- [What you will do]: For this exercise, write out every entry exactly and leave the pictures out.

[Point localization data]
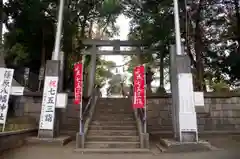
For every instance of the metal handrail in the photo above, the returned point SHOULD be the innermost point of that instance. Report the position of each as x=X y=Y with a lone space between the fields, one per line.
x=140 y=112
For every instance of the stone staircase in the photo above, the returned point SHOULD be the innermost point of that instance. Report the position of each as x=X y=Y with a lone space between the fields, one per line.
x=113 y=126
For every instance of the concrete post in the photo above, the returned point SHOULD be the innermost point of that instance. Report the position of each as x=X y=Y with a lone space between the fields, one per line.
x=52 y=69
x=184 y=115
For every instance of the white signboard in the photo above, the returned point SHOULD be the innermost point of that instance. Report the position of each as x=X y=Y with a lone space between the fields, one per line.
x=17 y=91
x=62 y=100
x=198 y=99
x=48 y=103
x=6 y=76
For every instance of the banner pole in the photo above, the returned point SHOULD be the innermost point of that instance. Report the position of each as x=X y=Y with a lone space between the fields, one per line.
x=145 y=106
x=81 y=131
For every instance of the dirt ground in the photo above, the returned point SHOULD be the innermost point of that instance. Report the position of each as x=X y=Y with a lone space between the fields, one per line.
x=228 y=147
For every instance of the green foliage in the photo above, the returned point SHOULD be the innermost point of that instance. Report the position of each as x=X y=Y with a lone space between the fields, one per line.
x=18 y=55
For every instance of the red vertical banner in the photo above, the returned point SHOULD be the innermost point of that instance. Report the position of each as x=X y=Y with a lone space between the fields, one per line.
x=78 y=82
x=139 y=87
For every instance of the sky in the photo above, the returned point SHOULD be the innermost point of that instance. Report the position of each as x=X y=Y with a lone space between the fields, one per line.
x=123 y=23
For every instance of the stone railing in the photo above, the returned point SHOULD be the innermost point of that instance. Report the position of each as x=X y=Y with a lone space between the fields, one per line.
x=221 y=113
x=14 y=139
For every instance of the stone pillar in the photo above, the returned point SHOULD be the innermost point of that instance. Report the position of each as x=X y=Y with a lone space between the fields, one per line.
x=92 y=71
x=52 y=69
x=183 y=108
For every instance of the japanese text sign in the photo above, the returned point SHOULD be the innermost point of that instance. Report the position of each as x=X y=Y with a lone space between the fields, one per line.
x=78 y=82
x=6 y=76
x=139 y=87
x=48 y=103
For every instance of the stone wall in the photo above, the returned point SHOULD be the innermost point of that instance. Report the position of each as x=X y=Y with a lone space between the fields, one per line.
x=14 y=139
x=220 y=113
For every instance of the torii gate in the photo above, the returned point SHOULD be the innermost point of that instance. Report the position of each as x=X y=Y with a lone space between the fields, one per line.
x=184 y=115
x=116 y=44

- [Solution for this task]:
For every instance of the metal handrail in the photo above, the returned point SHOULD be the innermost point of that instance. Report the position of each as x=X y=Y with a lone space between the fields, one per line.
x=140 y=112
For every instance of the stone staircase in the photo above, the returned point SHOULD be the innermost point of that instance. Report the position of each as x=X y=Y with a lone space between the fields, one per line.
x=113 y=126
For every instance of the concrete post in the photo above, the returned point SHOULD be the innermost point of that instance. Report the position of each as x=X y=Y with a lone space between the fields, one per line.
x=52 y=69
x=184 y=115
For every instance of the white signboard in the photo above, the returned point SHOULD be the innermost point of that instance. Report the position of each as x=X y=Y with a lone space between the fields, one per line.
x=17 y=91
x=62 y=100
x=198 y=99
x=48 y=103
x=6 y=76
For every instance of the banner pole in the photo above, the returned point SHOULD be the innermost point of that instance. Report the position of each as x=X y=Y with a lone space between the fields, one per line.
x=145 y=106
x=81 y=131
For every instance of the dirt ground in the photo above, the returned point SHOULD be the innermost point of that instance. Report the position of each as x=X y=Y with a lone space between the fields, one per line.
x=228 y=147
For every instance of the green foliage in the photo above, the returned point SHOULD be the innermost point of that instance. Report the position of each as x=X y=Y with a lone space between the fields, one per line.
x=18 y=55
For every instance of the red vertical banner in the photo above, the returned point SHOULD be the innermost point of that instance. Report the position of each as x=X y=Y with a lone space between the fields, one per line.
x=78 y=82
x=139 y=87
For every instance of the sky in the photo above, the returned point SHOULD be the innermost point of that instance. Report the position of each as x=X y=Y with a lone space between the fields, one per line.
x=123 y=23
For every instance of the stone railing in the photo above, the returned point SHOULD be the innermost point of that instance. Report the position of each as x=X y=Y with a lone space between the fields, one per line.
x=221 y=113
x=14 y=139
For every instance of the stone pillar in the photo above, the returned point SHOULD be the innermost point of that instance. Report the position of each as x=X y=Y with a lone space between the fields, one per line.
x=92 y=71
x=52 y=69
x=183 y=108
For every instance of the japanese text sign in the photo above, the returned point SHOULD be the innermost point of that instance. Report the position of each as x=X y=Y with a lone space between the fields, one per line.
x=78 y=82
x=6 y=76
x=139 y=87
x=48 y=103
For every instance of the stone wall in the photo above, the returned point SHOULD be the innermost point of that instance. Report the position of each as x=X y=Y with a lone space between the fields, one per line.
x=14 y=139
x=220 y=113
For every instance of the torii gate in the photo above, the returned point SHOULD be the innermost point of that instance. Report the position of each as x=X y=Y with a lone space between the fields, one per line.
x=184 y=115
x=116 y=44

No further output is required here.